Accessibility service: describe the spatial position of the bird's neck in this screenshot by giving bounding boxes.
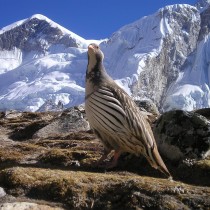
[86,61,108,95]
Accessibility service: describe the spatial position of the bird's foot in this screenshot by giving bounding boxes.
[97,151,121,169]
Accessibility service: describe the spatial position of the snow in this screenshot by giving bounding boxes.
[164,34,210,111]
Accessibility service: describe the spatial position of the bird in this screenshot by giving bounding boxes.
[85,43,172,178]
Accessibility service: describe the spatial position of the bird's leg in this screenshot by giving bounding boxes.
[106,150,122,169]
[96,150,111,167]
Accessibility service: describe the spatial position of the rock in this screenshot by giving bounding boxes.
[33,105,90,138]
[0,167,210,209]
[0,202,63,210]
[154,110,210,161]
[0,106,210,210]
[0,187,6,198]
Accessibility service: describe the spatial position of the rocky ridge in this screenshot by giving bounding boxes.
[0,103,210,210]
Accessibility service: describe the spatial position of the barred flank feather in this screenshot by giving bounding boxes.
[85,44,170,176]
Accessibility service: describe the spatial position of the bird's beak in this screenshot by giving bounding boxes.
[88,44,95,51]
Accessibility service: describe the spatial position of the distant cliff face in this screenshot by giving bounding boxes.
[0,0,210,111]
[134,5,200,109]
[0,17,78,52]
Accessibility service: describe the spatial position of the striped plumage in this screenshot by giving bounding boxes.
[85,44,170,176]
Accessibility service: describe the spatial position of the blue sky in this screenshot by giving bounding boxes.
[0,0,197,39]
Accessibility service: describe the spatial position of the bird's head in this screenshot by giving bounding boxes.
[88,43,104,69]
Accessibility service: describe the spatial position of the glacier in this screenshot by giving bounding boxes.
[0,0,210,111]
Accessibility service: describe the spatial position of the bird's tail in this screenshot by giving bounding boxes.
[147,144,172,178]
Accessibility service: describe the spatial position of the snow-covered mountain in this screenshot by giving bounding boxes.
[0,0,210,111]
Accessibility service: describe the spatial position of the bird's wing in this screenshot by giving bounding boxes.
[102,84,155,148]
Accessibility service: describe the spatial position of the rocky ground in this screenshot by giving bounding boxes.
[0,106,210,210]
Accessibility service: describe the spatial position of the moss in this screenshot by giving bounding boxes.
[38,149,99,167]
[0,167,210,209]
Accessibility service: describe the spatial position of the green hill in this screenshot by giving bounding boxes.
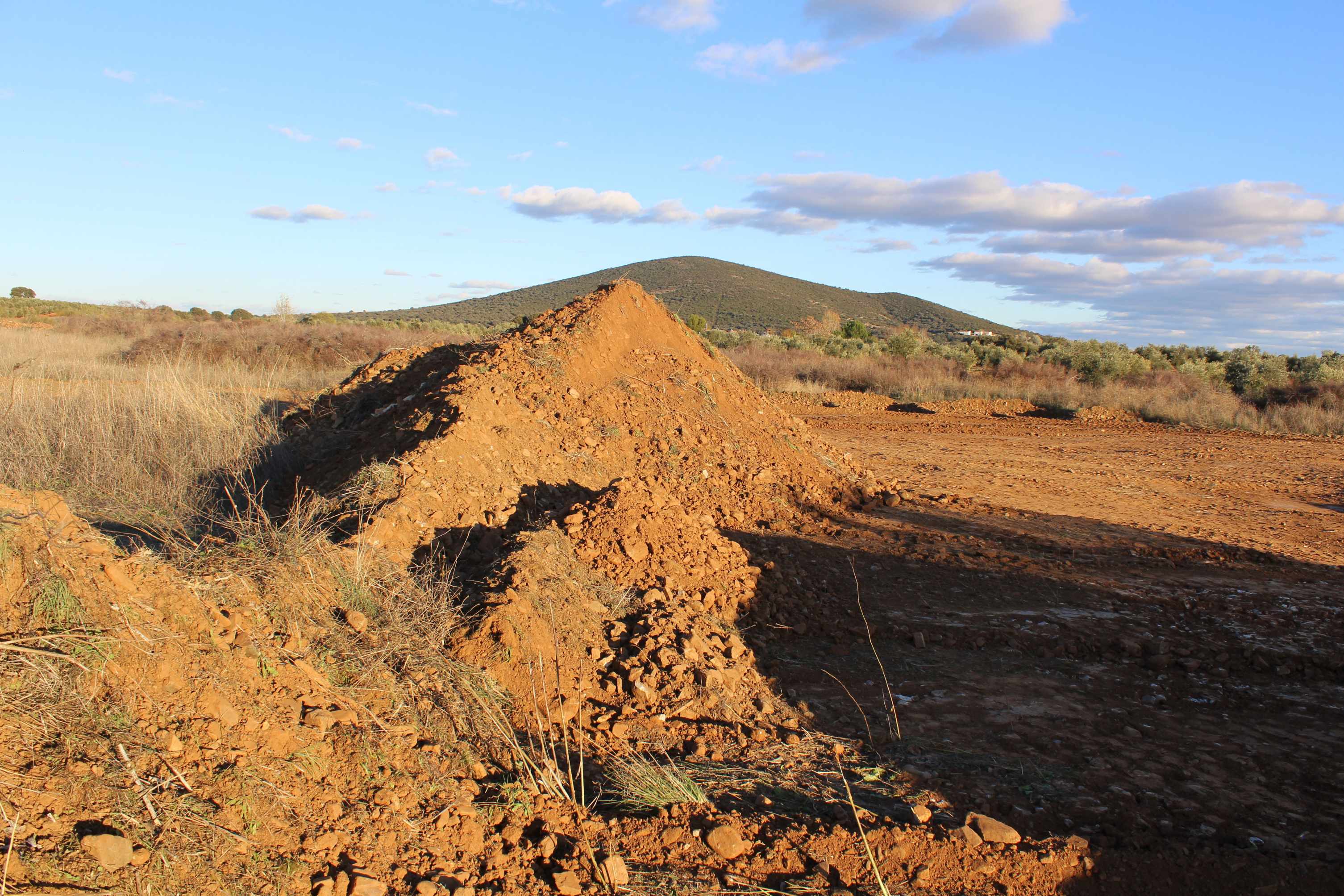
[343,255,1016,336]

● **WHAT YOU NEED TO DO**
Write out the material again word for word, starting at the line that contains "ground in this screenshot by giving bounding boxes." and ending with the last line of the material, both ends included. Leave the pictures out.

● **OUTPUT FOR THIS TASK**
Accessibility service: describe the spatial position of the rocky ground in this screenshot by giving bounding boxes.
[0,106,210,210]
Accessibility service: describe the spatial position of the moss in this screenshot by giving bounding boxes.
[38,149,99,167]
[0,167,210,209]
Accessibility service: describe the spatial position of the green hill in this screenshot by giving bounding boxes.
[343,255,1016,336]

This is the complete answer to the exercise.